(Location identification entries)

____________

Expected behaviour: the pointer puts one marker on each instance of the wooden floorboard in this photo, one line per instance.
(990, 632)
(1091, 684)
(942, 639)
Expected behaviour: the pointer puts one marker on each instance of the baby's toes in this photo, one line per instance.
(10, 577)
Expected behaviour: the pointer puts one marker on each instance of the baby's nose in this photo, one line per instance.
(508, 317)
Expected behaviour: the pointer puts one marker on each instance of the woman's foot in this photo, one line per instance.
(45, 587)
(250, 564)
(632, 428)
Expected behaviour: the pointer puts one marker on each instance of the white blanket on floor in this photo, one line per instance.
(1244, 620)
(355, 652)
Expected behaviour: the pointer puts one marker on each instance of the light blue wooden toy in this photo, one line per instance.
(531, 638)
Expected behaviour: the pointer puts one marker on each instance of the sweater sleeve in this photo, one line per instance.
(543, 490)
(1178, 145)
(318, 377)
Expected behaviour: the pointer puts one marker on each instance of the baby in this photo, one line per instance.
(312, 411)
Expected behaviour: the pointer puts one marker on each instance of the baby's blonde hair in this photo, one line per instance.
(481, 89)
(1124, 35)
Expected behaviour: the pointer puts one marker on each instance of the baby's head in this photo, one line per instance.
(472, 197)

____________

EXERCISE DETAILS
Reproduce the listing shown above in its entirety, exactly.

ANSWER FOR THE TASK
Expected behaviour: the pointer puts one marker on each instance of the wooden floorboard in this photo, one line per instance.
(990, 632)
(1091, 684)
(942, 639)
Expected behaviour: the pointer puts one marker on each instance of the baby's toes in this photo, one line per instance.
(10, 577)
Expected behaviour: the pointer puts one marker on each instance of the baby's nose in this photo, one line per instance.
(508, 317)
Expected behaviour: the pointer puts one marker on each instance of the woman's foot in this photo, one line per instance.
(45, 587)
(250, 564)
(632, 428)
Expected behaviour: the pointer puts one marker on each instance of the white blanket on floor in this photo, one line per instance.
(1244, 620)
(355, 652)
Expected behaviour: the pointer puts one marker on each instance of the light blue wooden toy in this photo, one line per instance.
(531, 638)
Expected behaviour: the pointer puts one marker on each instance of the sweater sleeve in this photo, one line per instance.
(543, 490)
(1178, 145)
(318, 377)
Expected behaviour: the pointer puts one marker on each instance of the baby in this photo, one line per instance.
(312, 411)
Expected behaviour: the pointer puts one marker on each instance of the baby's blonde hair in this photo, one line per instance.
(481, 89)
(1124, 35)
Expected behaviour: the pointer puts one marker on each instance of the baby's head in this photo, one line per instance.
(472, 197)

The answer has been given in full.